Mark Hughes: Why Red Bull’s margin really was smaller in Canada

by Mark Hughes
6 min read

In delivering the Red Bull Racing Formula 1 team its 100th grand prix victory, Max Verstappen made it six from eight this season in Canada, eight from eight for the team. The question of whether Red Bull can go unbeaten through the season is realistically being asked.

Yet there is a belief in some quarters of Aston Martin and Mercedes that they are each just one good upgrade away from challenging Red Bull. Montreal gave some credibility to that belief.

In a race of cold tyres and hot brakes, Verstappen’s winning margin over Fernando Alonso and Lewis Hamilton was just 9s and 14s respectively. Even if that’s taken from the safety car restart on lap 17, it’s an average of just 0.17s per lap, compared to the regular 0.7s per lap. Superficially at least, the others are catching.

The Aston Martin had a very significant upgrade here, hot on the heels of those for Mercedes and Ferrari in the previous two races. Red Bull has said all along that its performance effort would be front-loaded this season, given its resource restriction. So…?

Montreal represented a step change reduction in Red Bull’s race day superiority. Take out the multiple resets of the Melbourne race, and the Red Bull winning margin in the previous races ranged from 20-38s. That margin has not progressively reduced to only 9s but fallen there in one sudden swoop. Just one race ago, it was 24s. The question is whether that step-change came from the progress of the upgraded Aston Martin and Mercedes. Or something else?

If it’s from the progress of Aston Martin and Mercedes with Red Bull remaining static, it would imply their upgrades are each worth over 0.5s of lap time. Not impossible, but unlikely. Besides, that 24s winning margin at Barcelona was over the already-upgraded Mercedes. Has Mercedes suddenly found 0.5s by getting more from it in its third race? Or are there other explanations?

REQUESTS:
a) Name every Formula 1 driver mentioned in the article on Red Bull's winning margin in Canada.
b) Continue the article on Red Bull's winning margin in Canada from its final sentence.
The lines after this text have nothing to do with it.

DATASET CONTENT:
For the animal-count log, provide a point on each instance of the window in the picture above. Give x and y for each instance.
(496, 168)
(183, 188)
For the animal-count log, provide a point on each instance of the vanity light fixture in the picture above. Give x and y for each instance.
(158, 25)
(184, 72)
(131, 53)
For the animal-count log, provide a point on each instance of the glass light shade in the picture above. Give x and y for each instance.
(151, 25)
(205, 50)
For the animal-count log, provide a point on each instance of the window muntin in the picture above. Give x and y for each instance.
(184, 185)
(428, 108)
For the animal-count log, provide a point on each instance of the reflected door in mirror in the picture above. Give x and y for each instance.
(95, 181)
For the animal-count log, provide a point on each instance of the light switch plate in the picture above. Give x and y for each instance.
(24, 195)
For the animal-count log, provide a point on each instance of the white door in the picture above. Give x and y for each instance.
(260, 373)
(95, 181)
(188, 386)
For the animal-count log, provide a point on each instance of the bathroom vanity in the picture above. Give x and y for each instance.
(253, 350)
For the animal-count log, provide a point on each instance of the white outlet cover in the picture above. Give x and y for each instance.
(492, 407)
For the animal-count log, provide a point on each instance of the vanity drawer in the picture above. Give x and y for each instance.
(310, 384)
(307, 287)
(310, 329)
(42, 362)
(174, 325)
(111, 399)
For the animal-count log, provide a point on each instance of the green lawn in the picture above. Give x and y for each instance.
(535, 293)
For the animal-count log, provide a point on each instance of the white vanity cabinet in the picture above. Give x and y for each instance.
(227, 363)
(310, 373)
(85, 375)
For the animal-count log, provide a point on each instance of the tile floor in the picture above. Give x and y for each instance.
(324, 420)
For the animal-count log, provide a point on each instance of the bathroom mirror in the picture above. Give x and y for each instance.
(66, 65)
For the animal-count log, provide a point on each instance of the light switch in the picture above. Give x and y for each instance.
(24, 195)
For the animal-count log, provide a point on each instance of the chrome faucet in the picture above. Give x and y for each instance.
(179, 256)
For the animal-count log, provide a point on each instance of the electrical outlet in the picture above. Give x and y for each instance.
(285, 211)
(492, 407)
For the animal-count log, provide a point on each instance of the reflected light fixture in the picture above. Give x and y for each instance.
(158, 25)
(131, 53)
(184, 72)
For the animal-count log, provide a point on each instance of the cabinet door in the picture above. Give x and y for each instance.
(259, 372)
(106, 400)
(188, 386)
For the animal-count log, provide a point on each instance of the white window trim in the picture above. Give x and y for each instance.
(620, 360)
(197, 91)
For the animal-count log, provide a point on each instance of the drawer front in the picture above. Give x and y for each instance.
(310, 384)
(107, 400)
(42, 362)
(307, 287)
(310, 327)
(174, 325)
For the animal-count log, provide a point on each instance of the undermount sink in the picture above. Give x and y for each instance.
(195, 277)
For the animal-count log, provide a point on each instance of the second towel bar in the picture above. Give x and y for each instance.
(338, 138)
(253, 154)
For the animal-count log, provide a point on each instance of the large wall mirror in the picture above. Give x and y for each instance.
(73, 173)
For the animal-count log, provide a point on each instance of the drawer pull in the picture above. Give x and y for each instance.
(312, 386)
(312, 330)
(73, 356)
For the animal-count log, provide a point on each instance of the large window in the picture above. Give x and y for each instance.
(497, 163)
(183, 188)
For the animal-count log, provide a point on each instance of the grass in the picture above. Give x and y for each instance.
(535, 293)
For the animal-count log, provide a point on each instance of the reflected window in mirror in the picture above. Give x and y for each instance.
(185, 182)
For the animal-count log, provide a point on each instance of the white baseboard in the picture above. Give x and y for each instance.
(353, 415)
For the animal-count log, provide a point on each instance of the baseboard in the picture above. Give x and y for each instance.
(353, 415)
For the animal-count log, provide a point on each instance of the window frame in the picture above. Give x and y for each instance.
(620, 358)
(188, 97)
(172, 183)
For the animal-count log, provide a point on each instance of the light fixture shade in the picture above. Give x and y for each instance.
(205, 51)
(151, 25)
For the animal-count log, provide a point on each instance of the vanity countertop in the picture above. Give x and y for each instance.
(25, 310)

RESULTS FOR THE EXERCISE:
a) Max Verstappen, Fernando Alonso, Lewis Hamilton

b)
Was Verstappen just cruising?

Motor Racing Formula One World Championship Canadian Grand Prix Race Day Montreal, Canada

No. This was one of those unusual races in the Pirelli era where the tyre could not only be pushed hard, but actually needed to be, especially on the Red Bull, which is relatively gentle on its tyres. The fronts in particular had to be worked hard. So Verstappen was pushing.

“It was quite cold and to keep the tyres in the window you had to push but the grip was low, especially on the hard,” he explained.

“Ideally on a day like today, you need a car a bit harder on the tyre, maybe. It wasn’t our best day because of these tyre temperatures.”

Complicating that push imperative was the pull of managing brake temperatures, which is always a demanding task around this place. The relative inconsistency of Verstappen’s laptimes was not indicative of him only occasionally dipping into luxurious reserves, but simply keeping the brakes alive before then having to wake the tyres back up. Everyone’s laptime profile was like this and for the same reason.

At the start Verstappen was unchallenged from his brilliantly-gained pole, but Hamilton was able to out-accelerate Alonso for second. In this moment Alonso believed he’d possibly lost the chance of runner-up. But ultimately the Mercedes was a little slower than the Aston Martin, as we’d see later.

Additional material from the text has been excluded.